#### DATA FOR THIS TASK
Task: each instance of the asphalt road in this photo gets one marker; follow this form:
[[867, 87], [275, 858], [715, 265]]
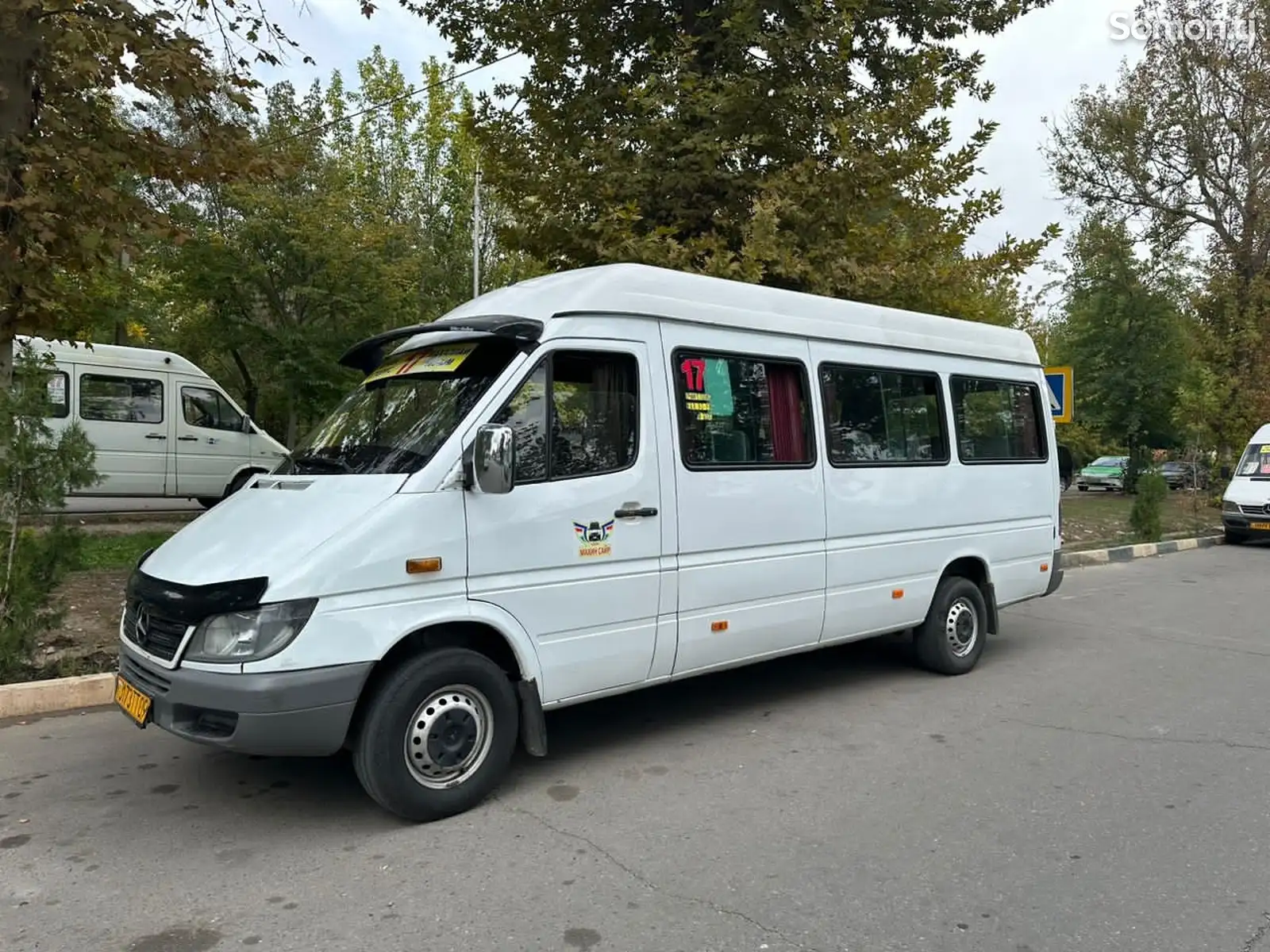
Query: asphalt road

==

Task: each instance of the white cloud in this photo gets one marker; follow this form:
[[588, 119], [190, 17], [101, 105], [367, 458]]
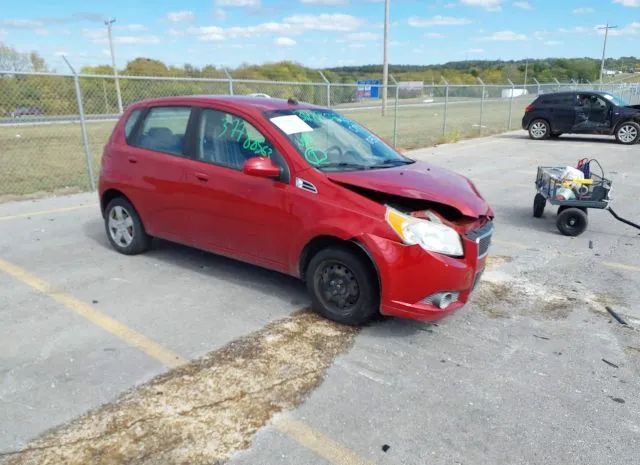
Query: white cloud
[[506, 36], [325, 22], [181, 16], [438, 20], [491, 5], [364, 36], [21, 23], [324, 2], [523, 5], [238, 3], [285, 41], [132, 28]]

#### WRITTEN PROBLEM
Can you rewrite the records from the line with "Task: each instance of the asphalt" to the line with "Query: asphalt road", putting "dirt road" wherever "asphalt road" appears and leaving the pictures out?

#### ANSWER BELOW
Task: each instance of the dirt road in this photo gets one marker; follow this form:
[[867, 87], [275, 858], [715, 265]]
Query: dirt road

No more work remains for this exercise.